> Provided records:
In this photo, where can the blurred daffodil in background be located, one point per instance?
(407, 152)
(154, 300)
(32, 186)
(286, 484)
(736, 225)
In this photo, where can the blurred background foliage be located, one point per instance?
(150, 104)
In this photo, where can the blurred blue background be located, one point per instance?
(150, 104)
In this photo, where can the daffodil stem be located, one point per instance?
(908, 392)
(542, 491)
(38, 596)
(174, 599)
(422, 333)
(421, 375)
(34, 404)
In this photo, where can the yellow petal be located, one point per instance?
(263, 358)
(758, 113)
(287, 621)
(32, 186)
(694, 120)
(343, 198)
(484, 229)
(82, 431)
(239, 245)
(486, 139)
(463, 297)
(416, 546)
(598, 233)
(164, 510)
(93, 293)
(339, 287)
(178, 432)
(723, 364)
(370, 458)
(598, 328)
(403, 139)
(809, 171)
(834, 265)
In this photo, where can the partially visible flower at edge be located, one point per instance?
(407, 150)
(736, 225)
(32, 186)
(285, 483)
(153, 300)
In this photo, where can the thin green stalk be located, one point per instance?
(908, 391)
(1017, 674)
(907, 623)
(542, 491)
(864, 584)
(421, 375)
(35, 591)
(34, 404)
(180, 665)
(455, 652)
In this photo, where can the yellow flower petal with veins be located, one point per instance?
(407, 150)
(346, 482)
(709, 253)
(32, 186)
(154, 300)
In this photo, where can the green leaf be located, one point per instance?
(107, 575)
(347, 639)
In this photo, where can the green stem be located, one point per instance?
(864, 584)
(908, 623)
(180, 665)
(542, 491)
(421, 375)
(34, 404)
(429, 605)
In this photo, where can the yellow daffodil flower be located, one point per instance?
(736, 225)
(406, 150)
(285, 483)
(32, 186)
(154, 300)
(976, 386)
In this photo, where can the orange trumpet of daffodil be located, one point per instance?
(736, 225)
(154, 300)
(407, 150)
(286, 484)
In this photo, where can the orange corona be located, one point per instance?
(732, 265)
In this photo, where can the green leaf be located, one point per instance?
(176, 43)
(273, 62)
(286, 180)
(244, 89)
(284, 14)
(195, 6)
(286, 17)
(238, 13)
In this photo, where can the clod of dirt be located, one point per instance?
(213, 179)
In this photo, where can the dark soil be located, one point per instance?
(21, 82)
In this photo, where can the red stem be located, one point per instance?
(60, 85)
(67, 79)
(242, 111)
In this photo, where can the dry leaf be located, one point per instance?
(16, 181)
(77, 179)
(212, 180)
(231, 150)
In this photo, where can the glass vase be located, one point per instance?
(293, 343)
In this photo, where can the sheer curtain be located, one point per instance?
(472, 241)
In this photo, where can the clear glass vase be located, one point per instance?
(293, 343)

> Given task: Recast the lines from the one containing "In this photo, where can the dry" through the end of the records, both included, as a Markdown table with the columns Row and Entry. Number each line in the Row column, put the line itself under Entry, and skip any blank lines.

> Exercise response:
| Row | Entry |
|---|---|
| 1 | In this photo, where can the dry leaf be located, one point per instance? |
| 2 | (16, 181) |
| 3 | (77, 179) |
| 4 | (212, 180) |
| 5 | (231, 150) |
| 6 | In this photo, where can the glass vase be located, one point per instance? |
| 7 | (293, 343) |
| 8 | In this photo, where can the sheer curtain be located, one point per instance? |
| 9 | (472, 241) |
| 10 | In this photo, where can the clear glass vase be located, one point per instance? |
| 11 | (293, 343) |